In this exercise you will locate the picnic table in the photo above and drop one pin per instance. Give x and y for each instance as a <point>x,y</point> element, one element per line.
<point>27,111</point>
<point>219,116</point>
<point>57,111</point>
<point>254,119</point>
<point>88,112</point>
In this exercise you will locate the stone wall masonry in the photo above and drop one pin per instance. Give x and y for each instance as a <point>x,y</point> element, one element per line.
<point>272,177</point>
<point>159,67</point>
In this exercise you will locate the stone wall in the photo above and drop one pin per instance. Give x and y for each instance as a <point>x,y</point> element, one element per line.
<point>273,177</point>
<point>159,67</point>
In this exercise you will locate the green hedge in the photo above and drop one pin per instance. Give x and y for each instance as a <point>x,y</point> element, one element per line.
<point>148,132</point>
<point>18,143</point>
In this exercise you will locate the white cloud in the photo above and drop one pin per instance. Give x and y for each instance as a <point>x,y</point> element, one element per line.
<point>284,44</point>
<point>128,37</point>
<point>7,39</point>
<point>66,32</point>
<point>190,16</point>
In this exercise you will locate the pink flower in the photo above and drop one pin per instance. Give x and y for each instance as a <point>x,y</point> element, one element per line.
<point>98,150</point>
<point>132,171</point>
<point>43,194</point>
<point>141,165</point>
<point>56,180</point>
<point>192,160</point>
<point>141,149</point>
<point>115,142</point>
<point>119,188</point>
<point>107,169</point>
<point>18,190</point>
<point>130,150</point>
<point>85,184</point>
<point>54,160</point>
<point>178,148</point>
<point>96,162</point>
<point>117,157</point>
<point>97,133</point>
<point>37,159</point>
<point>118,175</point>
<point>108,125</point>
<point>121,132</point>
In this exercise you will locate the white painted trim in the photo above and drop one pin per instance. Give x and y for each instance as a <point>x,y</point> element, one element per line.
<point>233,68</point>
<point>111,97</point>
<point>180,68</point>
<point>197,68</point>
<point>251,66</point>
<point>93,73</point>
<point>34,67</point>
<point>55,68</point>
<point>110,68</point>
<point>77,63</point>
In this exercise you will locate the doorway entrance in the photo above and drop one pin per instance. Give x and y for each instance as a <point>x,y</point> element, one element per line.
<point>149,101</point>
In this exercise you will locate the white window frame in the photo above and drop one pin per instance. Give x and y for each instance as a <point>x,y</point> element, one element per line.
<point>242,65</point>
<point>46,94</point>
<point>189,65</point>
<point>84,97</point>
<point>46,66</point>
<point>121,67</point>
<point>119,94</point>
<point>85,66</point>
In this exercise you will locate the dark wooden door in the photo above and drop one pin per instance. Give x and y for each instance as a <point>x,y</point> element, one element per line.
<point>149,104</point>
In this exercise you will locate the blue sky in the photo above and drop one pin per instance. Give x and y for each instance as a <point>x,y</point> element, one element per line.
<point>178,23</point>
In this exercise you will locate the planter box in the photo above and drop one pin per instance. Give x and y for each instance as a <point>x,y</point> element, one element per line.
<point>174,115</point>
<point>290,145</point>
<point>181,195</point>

**PROBLEM DETAILS**
Begin with the line that contains "In this exercise you will locate the planter" and end with the last line of the data. Repeat those two lines and all between them exactly.

**RESPONSE TO THIS EXERCISE**
In this exercise you will locate the planter box in the photo above and drop one pin per instance. Give x and y for each instance as a <point>x,y</point> element, one element per line.
<point>174,115</point>
<point>290,145</point>
<point>181,195</point>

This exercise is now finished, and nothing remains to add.